▶ [Exercise input]
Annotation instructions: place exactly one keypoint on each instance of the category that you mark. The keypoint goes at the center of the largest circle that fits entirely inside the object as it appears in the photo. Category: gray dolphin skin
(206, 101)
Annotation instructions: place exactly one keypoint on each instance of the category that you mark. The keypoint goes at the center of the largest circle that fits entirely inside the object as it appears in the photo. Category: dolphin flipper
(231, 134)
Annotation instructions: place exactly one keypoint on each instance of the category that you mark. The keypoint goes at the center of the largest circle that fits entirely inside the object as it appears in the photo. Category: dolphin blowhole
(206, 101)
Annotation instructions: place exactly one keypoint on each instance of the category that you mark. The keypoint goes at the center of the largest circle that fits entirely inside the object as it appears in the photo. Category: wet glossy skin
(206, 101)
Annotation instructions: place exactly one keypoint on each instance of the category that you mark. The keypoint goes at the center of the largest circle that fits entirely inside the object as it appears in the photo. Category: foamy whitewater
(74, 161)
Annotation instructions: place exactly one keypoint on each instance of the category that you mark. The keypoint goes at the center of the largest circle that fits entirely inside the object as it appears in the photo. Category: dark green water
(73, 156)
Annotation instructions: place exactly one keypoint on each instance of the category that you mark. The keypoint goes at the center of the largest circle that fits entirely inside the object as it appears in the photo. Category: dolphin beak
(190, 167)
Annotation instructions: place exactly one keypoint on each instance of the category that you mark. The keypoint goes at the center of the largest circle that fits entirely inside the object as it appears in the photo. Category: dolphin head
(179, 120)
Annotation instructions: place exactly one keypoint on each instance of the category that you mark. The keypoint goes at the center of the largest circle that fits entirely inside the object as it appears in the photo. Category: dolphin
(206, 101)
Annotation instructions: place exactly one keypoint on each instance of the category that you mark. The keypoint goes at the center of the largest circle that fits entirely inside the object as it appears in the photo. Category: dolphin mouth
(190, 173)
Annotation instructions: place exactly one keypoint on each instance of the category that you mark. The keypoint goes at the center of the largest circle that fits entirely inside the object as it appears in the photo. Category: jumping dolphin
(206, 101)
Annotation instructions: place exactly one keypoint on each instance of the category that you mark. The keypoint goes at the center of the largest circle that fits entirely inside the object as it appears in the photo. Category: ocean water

==

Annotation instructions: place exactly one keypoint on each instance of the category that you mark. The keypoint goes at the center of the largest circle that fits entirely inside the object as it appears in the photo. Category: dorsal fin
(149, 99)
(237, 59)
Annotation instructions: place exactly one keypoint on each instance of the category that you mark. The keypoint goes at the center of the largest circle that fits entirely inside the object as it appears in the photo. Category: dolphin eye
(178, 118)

--

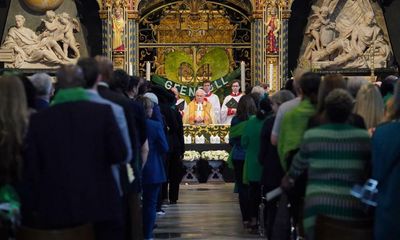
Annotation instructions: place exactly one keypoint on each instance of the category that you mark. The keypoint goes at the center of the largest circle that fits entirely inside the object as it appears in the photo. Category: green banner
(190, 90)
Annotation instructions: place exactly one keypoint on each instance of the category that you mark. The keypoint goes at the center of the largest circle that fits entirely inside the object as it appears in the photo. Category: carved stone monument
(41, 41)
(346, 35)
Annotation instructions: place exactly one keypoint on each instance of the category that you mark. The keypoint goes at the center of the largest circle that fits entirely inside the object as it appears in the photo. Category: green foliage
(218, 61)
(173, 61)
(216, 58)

▶ [Task details]
State how many lines of the records contain the string "gray", counting case, and reply with the number only.

▶ [Worked solution]
1